(Metinle İlgili Sorular):
[A] Bankacı maaşlarıyla ilgili metinde "Hanife Fişek" ile "ile ilgili ." arasındaki kısmı, iki uç da dahil olmak üzere hiç değiştirmeden yazdırın.
[B] Bankacı maaşlarıyla ilgili metni iki cümleyle özetleyin.

(Verilen Metin):
☆ ☆ ☆ ☆ ☆ ☆ ☆

Hanife Fişek

Bankacılık Sektöründe Maaş Zamları Yüzde Kaç olmalı ?

Aralık ayı itibariyle ülkemizin farklı sektörlerinde çalışan işçi ve memurların gündemi asgari ücrete yapılacak zam oranına ve EYT ile ilgili çıkacak karara kitlendi . Bizler de farklı kurumlarda farklı görev ve pozisyonlarda çalışmakta olan onbinlerce bankacının adeta buluşma noktası olan Paramedya İnstagram hesabında sık sık bu konuları değerlendiriyoruz takipçilerimiz ile birlikte. Her gün gelen yüzlerce mesajın ana konusu Bankacılık sektöründe genel olarak yaşanan “düşük gelir, yüksek hedef “ çıkmazı ile ilgili .

☆ ☆ ☆ ☆ ☆ ☆ ☆

(Sağlanan Bilgiler):
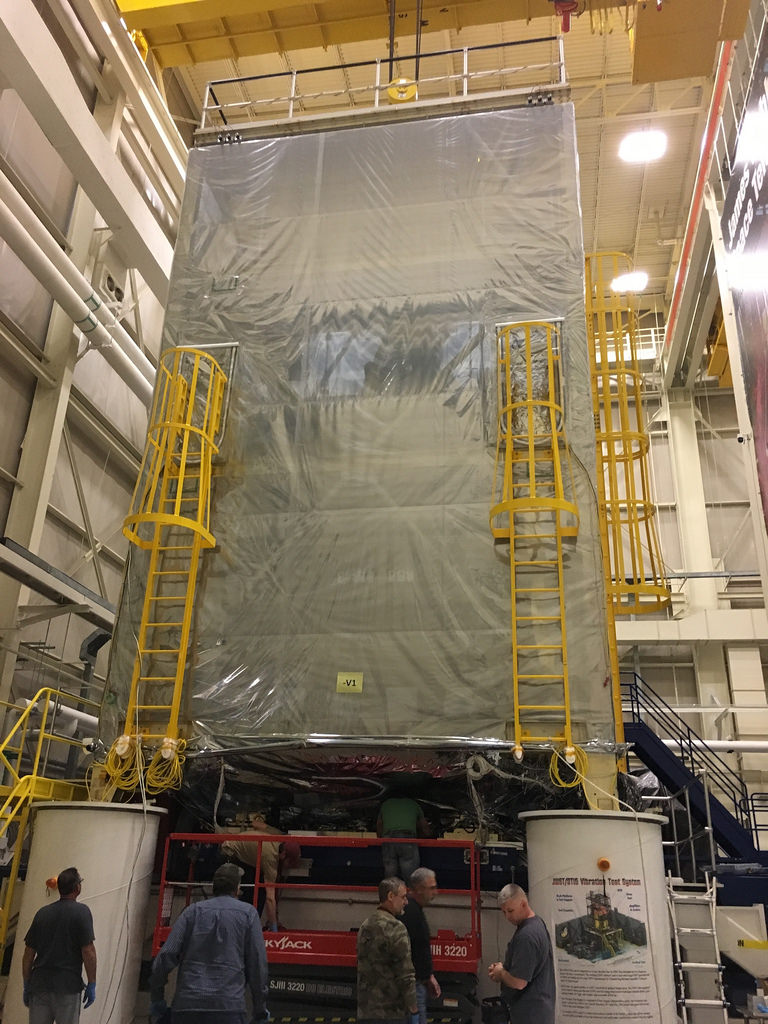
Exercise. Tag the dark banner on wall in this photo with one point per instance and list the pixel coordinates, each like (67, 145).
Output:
(744, 227)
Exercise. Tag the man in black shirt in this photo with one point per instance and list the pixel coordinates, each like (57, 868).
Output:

☆ ☆ ☆ ☆ ☆ ☆ ☆

(Görev Sonuçları):
[A]
Hanife Fişek

Bankacılık Sektöründe Maaş Zamları Yüzde Kaç olmalı ?

Aralık ayı itibariyle ülkemizin farklı sektörlerinde çalışan işçi ve memurların gündemi asgari ücrete yapılacak zam oranına ve EYT ile ilgili çıkacak karara kitlendi . Bizler de farklı kurumlarda farklı görev ve pozisyonlarda çalışmakta olan onbinlerce bankacının adeta buluşma noktası olan Paramedya İnstagram hesabında sık sık bu konuları değerlendiriyoruz takipçilerimiz ile birlikte. Her gün gelen yüzlerce mesajın ana konusu Bankacılık sektöründe genel olarak yaşanan “düşük gelir, yüksek hedef “ çıkmazı ile ilgili .

[B] Aralık ayından itibaren farklı sektörlerde çalışan işçi ve memurların gündemi, asgari ücrete yapılacak zam oranına ve EYT ile ilgili çıkacak karara odaklanmıştır. Paramedya İnstagram hesabına her gün gelen yüzlerce mesajın ana konusu, bankacılık sektöründe yaşanan "düşük gelir, yüksek hedef" çıkmazıdır.